It hurt Rosa too. She was only three; people said, ‘too young to understand’, but they were wrong. She both understood, and misunderstood in ways that might have poisoned our whole relationship insidiously had she not had the genius to enact what was in her mind.

At first she felt, or showed, only sorrow, and pity for me. I still have the thing she made to console me. Unbelievably, she drew a baby on kitchen paper, about the size a newborn baby would be, but with short arms that made the whole thing like a cross with a heavy head, came through and laid it in my arms as I lay in bed in our bedroom with its windows opening over the grass, the greenness, the pointless blank and the blue: ‘Here’s a baby for you, Mummy.’ And then as the days went on she became strange and evasive and did not want to be near me. When Nick went out she ran after him, clinging and crying. It was almost as if she was afraid of me, but that could not be so. Could it?

Then she showed me what was tormenting her by taking her toys, one after another, and hanging them from her upper bunk with scarves. I took them down and asked her why she was doing it. ‘I just wanted to see what it was like,’ she said, but she still wouldn’t look me in the eye. ‘What was it like?’

She thought I was killing the babies who died. Oddly, art helped, or symbolism did, at this bleakest of junctures, where nothing, you would think, could help. By a kindness of fate, or the pity of God, for surely only God could have such perfect pity—or because my longing was so deep and raw that it called forth what was needed from the universe, in which case the universe itself is God, which is what I mostly, most deeply, believe—the book opened, that evening, at bedtime, at a story we had never read, ‘What Happened to the Unicorn?’ by Jenny Koralek. I read it to Rosa, not knowing where it would take us, in much the same way as the child in the story, who has lost something and needs solace, wanders into a green wood. I cannot remember the details now, but I do remember there was a unicorn among the trees—that the child talked to it, and loved it—but the unicorn, magical as it was, was only here on a visit, could not stay. I think Rosa and I both knew, without words for the thing we knew, that the unicorn was a soul. The soul we longed for which had slipped away. The soul, the well-spring of loss and sorrow. And we were both crying as the story ended, tears which mended things; because Rosa was learning afresh that I mourned what might have been. I think from then on she was no longer afraid.

(Bounding box annotation entries)

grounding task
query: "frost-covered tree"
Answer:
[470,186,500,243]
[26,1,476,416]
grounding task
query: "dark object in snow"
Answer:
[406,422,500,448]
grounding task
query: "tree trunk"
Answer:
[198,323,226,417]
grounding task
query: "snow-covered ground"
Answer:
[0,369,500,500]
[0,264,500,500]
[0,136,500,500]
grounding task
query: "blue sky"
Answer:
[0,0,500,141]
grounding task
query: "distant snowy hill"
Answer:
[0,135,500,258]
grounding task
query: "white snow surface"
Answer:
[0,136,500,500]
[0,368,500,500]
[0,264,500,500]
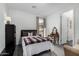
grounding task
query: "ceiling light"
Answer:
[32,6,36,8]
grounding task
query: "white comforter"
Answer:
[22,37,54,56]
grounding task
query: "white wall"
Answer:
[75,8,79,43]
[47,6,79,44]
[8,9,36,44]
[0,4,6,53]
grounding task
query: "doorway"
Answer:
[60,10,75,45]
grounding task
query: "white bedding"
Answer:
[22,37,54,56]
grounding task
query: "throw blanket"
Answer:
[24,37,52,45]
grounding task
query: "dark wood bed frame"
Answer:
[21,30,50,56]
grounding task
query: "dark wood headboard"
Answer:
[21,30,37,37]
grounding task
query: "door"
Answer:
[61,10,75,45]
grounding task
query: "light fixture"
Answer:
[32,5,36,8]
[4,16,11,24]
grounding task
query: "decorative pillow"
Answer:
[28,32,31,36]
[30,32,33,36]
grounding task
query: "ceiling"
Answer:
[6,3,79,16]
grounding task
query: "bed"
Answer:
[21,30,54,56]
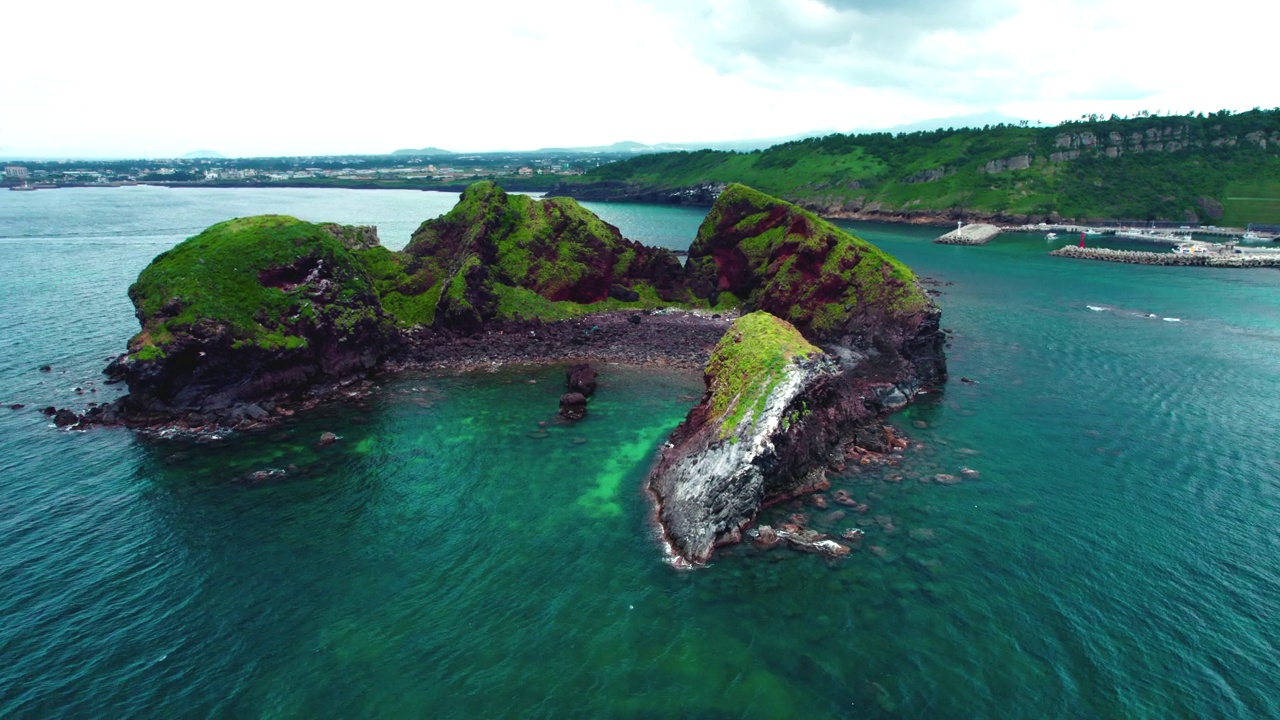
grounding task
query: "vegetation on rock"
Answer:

* * *

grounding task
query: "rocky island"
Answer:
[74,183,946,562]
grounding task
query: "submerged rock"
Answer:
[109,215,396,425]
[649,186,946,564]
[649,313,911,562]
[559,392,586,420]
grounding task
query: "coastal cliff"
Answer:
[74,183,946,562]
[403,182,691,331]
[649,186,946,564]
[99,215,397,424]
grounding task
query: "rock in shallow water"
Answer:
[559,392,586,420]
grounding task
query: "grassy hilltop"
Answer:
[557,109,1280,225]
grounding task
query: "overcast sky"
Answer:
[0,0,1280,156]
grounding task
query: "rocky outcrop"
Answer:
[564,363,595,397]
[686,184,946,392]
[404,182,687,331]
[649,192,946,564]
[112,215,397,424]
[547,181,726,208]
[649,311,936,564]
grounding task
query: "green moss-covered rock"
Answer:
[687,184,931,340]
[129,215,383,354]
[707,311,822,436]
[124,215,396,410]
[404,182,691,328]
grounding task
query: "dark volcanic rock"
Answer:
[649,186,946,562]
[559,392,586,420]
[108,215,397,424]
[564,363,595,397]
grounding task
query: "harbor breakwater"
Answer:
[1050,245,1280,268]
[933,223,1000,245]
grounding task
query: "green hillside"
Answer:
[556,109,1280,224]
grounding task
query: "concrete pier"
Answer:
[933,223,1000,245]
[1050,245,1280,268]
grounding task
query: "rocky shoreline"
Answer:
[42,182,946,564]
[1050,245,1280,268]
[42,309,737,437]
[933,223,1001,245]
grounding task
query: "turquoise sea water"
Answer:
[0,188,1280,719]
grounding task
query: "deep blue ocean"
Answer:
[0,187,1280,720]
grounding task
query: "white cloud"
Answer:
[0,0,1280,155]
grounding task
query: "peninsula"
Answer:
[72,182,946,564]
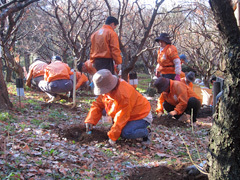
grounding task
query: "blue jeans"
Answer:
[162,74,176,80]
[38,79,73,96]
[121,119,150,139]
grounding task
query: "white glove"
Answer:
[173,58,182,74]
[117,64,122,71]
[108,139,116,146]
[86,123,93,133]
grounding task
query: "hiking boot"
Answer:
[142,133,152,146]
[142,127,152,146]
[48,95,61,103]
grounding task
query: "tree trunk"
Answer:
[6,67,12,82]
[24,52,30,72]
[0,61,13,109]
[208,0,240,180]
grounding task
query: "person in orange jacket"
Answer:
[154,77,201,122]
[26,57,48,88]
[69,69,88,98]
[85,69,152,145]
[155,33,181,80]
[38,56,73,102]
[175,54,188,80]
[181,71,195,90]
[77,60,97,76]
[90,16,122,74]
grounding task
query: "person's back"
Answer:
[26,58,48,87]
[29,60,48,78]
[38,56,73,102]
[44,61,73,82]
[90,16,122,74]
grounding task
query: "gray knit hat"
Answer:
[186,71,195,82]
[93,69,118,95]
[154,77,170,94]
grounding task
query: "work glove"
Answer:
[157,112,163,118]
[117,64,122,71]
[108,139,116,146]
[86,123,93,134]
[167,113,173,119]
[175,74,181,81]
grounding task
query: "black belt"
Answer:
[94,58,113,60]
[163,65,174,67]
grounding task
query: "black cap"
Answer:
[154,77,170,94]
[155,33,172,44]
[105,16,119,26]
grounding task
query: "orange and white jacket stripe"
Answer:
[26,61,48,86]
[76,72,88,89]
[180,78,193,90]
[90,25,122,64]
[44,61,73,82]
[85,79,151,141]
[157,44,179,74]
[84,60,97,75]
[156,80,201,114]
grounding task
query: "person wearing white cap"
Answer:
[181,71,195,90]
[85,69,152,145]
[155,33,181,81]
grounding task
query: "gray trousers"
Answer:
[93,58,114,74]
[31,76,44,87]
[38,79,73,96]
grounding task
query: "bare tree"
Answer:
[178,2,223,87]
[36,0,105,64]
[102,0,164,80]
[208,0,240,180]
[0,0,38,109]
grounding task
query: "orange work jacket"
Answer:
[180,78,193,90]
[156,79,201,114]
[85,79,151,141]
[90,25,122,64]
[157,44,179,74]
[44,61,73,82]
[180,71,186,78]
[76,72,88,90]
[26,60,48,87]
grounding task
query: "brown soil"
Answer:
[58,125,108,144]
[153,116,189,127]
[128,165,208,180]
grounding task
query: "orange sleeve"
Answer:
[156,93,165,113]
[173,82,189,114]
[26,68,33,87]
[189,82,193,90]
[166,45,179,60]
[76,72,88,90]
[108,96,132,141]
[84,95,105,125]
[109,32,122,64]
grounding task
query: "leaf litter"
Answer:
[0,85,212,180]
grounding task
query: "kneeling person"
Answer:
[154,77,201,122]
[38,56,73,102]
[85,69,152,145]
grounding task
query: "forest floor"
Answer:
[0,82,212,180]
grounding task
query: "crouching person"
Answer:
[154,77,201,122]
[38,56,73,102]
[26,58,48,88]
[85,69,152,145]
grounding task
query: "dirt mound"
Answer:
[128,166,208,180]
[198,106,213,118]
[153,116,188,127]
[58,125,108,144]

--

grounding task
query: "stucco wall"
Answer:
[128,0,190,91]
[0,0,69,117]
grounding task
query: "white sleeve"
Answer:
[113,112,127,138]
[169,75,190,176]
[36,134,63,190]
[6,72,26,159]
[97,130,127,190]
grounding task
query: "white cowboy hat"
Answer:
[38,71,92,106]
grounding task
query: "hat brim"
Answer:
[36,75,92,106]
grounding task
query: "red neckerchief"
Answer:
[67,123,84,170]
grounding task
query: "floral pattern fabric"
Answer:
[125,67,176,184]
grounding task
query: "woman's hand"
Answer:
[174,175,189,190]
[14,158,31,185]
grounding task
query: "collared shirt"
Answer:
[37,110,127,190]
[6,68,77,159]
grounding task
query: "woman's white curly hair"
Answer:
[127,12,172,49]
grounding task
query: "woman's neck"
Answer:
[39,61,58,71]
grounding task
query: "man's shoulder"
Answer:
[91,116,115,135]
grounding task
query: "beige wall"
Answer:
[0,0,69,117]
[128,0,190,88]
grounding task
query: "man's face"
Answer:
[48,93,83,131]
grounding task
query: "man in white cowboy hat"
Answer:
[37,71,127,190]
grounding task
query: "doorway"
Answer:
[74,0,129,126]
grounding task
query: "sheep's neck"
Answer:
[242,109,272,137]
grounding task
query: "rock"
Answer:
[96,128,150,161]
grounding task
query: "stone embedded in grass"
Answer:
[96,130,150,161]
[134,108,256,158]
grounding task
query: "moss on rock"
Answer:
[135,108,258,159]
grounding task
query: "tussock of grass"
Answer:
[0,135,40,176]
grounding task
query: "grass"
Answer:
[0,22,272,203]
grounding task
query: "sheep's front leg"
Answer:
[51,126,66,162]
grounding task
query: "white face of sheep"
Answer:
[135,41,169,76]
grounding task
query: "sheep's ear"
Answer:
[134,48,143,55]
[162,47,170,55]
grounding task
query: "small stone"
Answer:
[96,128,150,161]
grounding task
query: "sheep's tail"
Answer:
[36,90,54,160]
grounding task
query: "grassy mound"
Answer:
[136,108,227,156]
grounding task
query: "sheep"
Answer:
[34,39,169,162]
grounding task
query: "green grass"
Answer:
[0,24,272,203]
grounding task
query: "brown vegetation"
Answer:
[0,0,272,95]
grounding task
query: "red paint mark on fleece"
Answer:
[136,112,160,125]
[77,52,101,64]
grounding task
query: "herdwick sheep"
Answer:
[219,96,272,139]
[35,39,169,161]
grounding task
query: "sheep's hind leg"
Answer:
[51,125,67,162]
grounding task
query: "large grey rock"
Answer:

THE TASKS -
a: In the passage about Rosa, what story did the narrator read to her at bedtime?
b: Summarize the passage about Rosa in two sentences.

ANSWERS BY TASK -
a: 'What Happened to the Unicorn?' by Jenny Koralek.

b: Three-year-old Rosa first felt sorrow and pity for the narrator, then grew evasive and hung her toys from her bunk with scarves, because she thought the narrator was killing the babies who died. A bedtime story about a unicorn that could not stay left them both crying, and the narrator thinks that from then on Rosa was no longer afraid.